■ Given instruction
Copy exactly the last part of the entries, starting from the line with "[locate] river water (one point per instance)" and including the final line.

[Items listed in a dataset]
>>
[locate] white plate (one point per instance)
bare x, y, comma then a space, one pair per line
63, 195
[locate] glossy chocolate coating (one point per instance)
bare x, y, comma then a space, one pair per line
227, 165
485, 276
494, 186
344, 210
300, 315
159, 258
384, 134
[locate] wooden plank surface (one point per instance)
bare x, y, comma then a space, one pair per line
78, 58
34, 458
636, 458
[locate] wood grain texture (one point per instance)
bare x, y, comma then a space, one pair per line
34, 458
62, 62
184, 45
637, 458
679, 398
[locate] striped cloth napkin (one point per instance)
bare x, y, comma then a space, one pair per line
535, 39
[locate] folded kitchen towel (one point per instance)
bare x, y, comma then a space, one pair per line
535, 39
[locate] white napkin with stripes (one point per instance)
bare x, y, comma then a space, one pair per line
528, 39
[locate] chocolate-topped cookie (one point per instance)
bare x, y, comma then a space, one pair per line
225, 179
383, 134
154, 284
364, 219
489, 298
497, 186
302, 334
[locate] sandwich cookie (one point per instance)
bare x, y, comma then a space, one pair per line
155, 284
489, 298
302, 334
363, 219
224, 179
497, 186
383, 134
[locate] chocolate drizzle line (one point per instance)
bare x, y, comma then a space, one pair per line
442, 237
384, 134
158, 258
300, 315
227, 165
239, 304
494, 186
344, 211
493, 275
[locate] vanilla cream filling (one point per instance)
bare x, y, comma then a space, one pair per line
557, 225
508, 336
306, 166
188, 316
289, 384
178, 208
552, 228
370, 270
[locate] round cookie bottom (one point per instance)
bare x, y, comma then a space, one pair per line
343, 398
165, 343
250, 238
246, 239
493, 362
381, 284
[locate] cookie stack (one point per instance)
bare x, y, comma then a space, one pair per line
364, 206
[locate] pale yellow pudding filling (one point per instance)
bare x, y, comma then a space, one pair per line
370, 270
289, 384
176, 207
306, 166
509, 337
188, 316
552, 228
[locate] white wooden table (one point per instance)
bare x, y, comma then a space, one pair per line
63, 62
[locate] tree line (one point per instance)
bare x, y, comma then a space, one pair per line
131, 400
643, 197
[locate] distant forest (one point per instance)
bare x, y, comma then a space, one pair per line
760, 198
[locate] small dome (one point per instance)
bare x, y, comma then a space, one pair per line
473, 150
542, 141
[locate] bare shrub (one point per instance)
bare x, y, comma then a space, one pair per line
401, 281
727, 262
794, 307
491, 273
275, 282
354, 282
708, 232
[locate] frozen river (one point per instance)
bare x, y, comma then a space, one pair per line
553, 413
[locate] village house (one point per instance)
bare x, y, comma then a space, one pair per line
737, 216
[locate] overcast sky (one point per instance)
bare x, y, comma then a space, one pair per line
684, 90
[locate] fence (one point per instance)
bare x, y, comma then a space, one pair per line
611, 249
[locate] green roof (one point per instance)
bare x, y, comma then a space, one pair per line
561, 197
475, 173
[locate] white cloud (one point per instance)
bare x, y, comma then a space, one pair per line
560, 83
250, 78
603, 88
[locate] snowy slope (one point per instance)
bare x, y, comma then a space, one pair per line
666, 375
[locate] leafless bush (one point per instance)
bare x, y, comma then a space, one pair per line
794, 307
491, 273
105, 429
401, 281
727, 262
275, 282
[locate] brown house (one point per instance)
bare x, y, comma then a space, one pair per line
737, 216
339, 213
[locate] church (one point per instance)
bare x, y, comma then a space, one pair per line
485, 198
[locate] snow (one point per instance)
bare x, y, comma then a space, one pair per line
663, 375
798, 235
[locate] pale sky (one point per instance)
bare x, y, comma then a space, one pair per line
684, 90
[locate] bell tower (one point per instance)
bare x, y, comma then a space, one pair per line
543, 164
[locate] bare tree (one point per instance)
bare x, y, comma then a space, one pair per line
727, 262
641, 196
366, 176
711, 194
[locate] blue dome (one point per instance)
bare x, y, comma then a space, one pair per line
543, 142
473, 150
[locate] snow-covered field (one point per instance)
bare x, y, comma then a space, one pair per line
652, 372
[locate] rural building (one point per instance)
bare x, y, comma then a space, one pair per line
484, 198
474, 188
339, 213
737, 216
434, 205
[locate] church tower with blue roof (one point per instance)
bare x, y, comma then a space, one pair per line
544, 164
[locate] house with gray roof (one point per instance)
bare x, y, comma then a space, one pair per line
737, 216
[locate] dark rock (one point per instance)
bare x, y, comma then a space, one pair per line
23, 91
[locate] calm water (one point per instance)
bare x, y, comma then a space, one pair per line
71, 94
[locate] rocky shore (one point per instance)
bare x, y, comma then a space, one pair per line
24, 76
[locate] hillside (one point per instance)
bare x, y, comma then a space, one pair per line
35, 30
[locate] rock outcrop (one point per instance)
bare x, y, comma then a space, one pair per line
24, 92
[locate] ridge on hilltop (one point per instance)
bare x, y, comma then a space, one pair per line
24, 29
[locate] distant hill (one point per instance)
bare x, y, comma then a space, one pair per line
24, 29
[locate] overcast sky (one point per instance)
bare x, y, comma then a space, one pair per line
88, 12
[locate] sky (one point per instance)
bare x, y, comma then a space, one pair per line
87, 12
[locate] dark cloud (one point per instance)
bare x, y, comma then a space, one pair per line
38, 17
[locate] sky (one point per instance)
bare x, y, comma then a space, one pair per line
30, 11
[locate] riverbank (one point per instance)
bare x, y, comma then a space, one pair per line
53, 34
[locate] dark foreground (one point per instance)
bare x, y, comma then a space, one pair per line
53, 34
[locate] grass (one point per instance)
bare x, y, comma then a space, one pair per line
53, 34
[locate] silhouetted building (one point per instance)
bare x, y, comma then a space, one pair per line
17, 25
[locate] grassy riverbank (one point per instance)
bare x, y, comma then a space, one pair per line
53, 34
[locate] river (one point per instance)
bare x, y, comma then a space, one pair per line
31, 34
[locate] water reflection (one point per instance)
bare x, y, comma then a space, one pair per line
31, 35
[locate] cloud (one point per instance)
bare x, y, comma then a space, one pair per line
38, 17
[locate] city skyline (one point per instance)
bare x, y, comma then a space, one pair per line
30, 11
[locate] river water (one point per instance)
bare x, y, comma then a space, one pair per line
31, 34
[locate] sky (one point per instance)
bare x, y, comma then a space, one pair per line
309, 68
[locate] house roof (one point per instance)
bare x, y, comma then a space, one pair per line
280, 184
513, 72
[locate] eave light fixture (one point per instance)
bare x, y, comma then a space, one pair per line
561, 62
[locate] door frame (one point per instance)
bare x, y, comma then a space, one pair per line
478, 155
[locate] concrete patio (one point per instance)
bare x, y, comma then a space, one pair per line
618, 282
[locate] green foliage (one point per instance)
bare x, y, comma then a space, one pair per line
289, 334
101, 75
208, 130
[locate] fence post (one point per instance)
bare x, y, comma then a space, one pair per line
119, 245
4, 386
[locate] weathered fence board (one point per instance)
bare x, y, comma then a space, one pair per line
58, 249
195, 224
<<
■ The solution
[locate] river water (one point per instance)
bare x, y, comma then a space, one pair per line
31, 34
[locate] sky (one point per instance)
bare x, y, comma then a space, one pair per line
309, 68
[locate] house roof (one point per instance)
bare x, y, comma then a space, one pair per line
280, 184
513, 72
[locate] eave light fixture (one point per instance)
bare x, y, comma then a space, one pair per line
561, 62
[locate] door frame (one point per instance)
bare x, y, comma then a space, one pair per line
478, 155
[locate] concrete patio (one point per instance)
bare x, y, comma then a space, one pair per line
618, 282
[locate] green foliage (one point per instance)
bare x, y, comma then a space, one pair per line
289, 334
101, 75
208, 130
[locate] fence post (one point per instance)
bare x, y, comma then a space, one pair per line
119, 245
4, 386
[locate] weathered fence board (one point per instance)
bare x, y, comma then a space, one pair per line
58, 249
195, 224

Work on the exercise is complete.